- **EXTRACT TO READ**
◆ ◆ ◆ ◆ ◆ ◆ ◆

Due to a significant increase in the number of middle- and old-aged patients, it is needed to understand their priorities of chief complaint and barriers which are not allowing them to take orthodontic treatment. In addition, as an orthodontist, we should also update ourself for recent advances in materials and techniques required for the treatment of adult orthodontics.

The older patients have a different state of dentition called “mature dentition.” It involves multiple restorations, missing teeth, compromised periodontium, and other medical problems. Hence, as an orthodontist, it is our duty to educate the patient about their present dental condition and different possibilities of orthodontic treatments as well as feasible corrections.

In majority of orthodontic clinics, patients who crossed the fourth decade of chronologic age were observed to be around 10% as advocated by Lim.[13] When we compared the percentage of interest in orthodontic treatment in different age groups, 21–30 years had 62.4%, 31–40 years had 69.7%, 41–50 years had 53.2%, 51–60 years had 42.6%, and 61–70 years had 44.2%. It shows that there was a lower percentage of interest in the orthodontic treatment within middle and older age groups, P < 0.05.

◆ ◆ ◆ ◆ ◆ ◆ ◆

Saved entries

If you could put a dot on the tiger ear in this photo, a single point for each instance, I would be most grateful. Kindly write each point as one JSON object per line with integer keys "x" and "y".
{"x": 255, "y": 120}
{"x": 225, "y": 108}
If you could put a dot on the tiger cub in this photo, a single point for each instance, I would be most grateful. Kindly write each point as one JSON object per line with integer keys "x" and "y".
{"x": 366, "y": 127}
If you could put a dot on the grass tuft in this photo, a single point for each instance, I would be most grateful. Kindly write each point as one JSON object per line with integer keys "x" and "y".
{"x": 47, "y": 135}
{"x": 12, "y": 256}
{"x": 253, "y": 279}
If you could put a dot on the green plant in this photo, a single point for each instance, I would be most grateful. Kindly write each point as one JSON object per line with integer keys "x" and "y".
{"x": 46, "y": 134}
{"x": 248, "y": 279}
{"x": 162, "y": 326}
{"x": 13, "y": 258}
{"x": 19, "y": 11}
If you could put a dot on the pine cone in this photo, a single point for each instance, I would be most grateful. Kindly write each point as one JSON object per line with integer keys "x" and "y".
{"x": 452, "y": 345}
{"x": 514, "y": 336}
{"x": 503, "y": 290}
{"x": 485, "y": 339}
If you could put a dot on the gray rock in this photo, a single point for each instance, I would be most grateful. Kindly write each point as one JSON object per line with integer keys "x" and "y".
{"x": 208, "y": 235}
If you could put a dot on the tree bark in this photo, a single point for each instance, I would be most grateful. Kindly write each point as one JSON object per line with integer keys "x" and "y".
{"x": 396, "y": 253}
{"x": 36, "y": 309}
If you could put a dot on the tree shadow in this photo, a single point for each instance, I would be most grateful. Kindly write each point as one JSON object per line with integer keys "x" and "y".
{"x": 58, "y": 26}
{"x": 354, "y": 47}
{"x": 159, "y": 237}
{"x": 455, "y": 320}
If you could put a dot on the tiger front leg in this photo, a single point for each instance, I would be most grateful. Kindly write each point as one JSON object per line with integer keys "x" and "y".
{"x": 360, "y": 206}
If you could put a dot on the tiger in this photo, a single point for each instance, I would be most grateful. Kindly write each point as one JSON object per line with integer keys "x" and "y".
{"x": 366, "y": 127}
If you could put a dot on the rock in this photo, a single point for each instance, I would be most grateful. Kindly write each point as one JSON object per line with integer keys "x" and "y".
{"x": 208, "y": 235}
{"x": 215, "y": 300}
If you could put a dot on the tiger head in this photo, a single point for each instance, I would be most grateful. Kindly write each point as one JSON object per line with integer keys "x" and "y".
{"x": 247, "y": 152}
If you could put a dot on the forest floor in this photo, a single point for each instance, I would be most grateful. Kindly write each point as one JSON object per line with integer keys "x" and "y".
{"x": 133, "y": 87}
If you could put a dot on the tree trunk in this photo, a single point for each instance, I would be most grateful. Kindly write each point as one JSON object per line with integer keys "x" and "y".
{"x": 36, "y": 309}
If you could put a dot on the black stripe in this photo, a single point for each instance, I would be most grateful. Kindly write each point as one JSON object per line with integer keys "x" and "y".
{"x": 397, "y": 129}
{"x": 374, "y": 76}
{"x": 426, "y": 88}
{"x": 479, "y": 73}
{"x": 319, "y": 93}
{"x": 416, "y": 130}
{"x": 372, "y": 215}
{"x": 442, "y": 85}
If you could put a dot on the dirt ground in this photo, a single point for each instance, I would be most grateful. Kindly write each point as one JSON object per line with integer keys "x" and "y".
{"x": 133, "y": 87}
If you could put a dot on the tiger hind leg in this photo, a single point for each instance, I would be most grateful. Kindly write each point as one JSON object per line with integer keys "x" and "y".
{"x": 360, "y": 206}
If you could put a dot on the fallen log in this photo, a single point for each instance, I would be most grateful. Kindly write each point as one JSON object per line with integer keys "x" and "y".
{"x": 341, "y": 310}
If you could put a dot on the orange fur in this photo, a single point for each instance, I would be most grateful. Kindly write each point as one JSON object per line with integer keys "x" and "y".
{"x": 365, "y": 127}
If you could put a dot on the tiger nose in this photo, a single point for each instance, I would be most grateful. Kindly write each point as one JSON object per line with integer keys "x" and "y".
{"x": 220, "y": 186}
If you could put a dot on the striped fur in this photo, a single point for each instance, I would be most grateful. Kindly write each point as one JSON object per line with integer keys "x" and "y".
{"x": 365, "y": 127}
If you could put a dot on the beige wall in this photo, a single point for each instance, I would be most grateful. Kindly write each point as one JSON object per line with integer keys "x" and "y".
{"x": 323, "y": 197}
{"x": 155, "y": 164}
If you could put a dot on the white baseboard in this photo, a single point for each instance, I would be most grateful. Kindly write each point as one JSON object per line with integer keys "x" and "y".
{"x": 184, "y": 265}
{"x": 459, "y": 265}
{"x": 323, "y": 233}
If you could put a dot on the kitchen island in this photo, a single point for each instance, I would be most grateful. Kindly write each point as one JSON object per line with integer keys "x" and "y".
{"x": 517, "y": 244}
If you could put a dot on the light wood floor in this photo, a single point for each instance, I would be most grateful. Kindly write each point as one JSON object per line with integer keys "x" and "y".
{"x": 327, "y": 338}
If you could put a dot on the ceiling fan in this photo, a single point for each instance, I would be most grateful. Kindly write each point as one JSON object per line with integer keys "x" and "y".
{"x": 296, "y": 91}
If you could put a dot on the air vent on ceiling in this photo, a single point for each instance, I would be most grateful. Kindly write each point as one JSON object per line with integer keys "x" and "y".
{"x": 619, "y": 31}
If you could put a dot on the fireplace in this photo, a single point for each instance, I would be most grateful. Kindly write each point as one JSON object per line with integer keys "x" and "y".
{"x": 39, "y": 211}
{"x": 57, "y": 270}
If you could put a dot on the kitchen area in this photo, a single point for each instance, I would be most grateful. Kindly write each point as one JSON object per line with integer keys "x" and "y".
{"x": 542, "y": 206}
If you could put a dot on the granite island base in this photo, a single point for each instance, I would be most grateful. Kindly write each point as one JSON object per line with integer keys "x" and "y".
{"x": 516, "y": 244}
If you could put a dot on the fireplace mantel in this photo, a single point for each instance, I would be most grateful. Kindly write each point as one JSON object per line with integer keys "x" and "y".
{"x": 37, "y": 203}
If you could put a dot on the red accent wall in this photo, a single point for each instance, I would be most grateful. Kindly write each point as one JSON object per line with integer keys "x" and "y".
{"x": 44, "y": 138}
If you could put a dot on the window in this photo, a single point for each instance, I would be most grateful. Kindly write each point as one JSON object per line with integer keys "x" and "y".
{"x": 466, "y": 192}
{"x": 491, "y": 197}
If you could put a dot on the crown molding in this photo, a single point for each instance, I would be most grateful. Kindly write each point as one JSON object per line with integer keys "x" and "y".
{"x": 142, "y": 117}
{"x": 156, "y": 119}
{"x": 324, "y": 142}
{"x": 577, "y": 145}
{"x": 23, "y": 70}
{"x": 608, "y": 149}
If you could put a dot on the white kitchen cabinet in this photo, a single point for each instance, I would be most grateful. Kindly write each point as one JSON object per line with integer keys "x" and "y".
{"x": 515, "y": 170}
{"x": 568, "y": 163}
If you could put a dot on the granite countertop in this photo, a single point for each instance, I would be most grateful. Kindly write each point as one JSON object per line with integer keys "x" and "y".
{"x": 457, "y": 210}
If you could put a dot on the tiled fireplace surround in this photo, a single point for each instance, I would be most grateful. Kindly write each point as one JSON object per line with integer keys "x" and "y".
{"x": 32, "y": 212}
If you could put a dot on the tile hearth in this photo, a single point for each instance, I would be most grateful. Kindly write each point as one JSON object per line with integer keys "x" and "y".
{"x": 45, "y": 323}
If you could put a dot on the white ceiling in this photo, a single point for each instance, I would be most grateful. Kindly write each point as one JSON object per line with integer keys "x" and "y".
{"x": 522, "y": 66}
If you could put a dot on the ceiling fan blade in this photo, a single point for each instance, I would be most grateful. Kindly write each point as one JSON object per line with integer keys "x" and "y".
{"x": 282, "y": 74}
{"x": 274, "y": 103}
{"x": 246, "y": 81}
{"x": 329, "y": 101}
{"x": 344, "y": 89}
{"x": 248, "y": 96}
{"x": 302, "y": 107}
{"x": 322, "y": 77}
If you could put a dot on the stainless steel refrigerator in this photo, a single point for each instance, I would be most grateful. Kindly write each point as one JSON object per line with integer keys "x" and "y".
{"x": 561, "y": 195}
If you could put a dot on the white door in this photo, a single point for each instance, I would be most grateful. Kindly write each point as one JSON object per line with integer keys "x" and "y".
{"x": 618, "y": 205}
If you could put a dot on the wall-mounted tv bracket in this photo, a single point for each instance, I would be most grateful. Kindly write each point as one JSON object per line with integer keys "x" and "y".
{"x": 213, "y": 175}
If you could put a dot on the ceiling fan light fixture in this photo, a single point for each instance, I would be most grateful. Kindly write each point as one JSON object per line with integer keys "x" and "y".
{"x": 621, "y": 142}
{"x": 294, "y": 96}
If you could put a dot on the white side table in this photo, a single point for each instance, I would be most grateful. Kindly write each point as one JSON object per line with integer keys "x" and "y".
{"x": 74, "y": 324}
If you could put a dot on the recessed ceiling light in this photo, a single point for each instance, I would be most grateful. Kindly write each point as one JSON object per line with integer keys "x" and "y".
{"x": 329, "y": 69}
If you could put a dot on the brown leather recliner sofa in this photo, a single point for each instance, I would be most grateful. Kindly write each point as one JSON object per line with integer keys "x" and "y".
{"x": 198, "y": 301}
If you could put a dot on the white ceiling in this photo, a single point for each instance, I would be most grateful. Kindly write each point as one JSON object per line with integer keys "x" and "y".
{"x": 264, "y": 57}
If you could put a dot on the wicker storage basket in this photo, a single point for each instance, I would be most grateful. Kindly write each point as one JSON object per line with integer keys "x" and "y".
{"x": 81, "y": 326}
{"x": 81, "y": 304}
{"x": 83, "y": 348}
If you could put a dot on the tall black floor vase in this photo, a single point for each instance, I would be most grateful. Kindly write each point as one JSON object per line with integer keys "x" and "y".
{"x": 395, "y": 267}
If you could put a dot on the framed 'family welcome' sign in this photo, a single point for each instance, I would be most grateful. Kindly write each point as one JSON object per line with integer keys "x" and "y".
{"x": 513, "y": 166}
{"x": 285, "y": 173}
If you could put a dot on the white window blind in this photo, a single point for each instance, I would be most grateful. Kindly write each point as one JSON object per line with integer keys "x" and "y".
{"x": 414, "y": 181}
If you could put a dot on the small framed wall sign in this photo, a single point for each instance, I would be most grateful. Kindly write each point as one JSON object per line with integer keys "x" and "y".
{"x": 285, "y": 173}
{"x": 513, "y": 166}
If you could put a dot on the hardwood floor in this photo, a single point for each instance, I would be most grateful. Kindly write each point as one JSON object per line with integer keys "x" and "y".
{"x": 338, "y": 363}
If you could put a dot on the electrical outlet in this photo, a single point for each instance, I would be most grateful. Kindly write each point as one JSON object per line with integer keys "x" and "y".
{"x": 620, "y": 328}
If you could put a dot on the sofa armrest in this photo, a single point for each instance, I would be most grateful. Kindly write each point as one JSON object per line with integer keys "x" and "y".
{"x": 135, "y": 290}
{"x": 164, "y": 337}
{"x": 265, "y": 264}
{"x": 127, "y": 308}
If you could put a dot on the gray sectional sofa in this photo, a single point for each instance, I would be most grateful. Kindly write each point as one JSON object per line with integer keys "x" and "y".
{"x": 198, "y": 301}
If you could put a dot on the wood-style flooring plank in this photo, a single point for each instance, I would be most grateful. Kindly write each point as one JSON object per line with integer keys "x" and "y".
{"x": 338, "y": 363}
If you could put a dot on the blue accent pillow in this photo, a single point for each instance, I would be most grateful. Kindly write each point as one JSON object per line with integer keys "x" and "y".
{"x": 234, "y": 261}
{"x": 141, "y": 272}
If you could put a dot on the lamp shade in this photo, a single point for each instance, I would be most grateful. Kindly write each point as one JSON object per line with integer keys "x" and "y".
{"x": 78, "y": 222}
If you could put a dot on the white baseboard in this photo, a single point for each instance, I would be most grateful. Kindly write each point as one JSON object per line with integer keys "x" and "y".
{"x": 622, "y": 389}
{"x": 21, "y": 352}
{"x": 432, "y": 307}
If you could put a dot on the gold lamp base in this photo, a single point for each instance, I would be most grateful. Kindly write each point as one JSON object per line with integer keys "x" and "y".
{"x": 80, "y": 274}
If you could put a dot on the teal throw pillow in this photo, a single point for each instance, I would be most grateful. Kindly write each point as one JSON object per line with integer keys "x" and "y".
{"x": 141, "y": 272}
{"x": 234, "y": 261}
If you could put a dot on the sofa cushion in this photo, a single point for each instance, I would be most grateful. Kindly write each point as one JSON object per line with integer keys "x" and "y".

◆ ◆ ◆ ◆ ◆ ◆ ◆

- **QUESTIONS ON THE MATERIAL**
1) From the text on adult orthodontics, list every age group compared for interest in orthodontic treatment, each with its stated percentage.
2) Write the next paragraph of the text on adult orthodontics, following on from its last sentence.
The saved entries are unrelated to the text on adult orthodontics.

- **WRITTEN RESPONSES**
1)
- 21–30 years: 62.4%
- 31–40 years: 69.7%
- 41–50 years: 53.2%
- 51–60 years: 42.6%
- 61–70 years: 44.2%

2)
It was observed that gender did not influence the interest of the participant in undergoing orthodontic treatment. This observation was in contrast to the observation made by Kerousuo et al.[14] This change in the trend of interest could be attributed to enhanced esthetic awareness of individuals to orthodontic treatment.

The chief complaint is a patient's self-reported principal motive for seeking orthodontic treatment. The need for standardization of chief complaints in orthodontics is the demand of an hour. The priorities of the chief complaint also change as the age advances. In the present study, the younger participants in their 20s and 30s had crowding, esthetics, family/friend's recommendations, and lip protrusion as higher priorities, while older participants had spacing, secondary crowding, and difficulty in chewing as higher priorities. These results were similar to that of the study done by Kim.[5]

The possible barriers for not receiving orthodontic treatment also vary in different age groups. In the present study, participants in their 20s and 30s had pain, draw attention, fees, and time as higher priority barriers, while the participants in their 50s and 60s had old age, underling medical history, and periodontal complications as higher priority barriers. In the present study, the participants were dental professionals, so more than treatment fees, time, pain, and appearance were more important. As the age advances, they were also worried about their periodontium, chewing efficiency, and underlying medical condition.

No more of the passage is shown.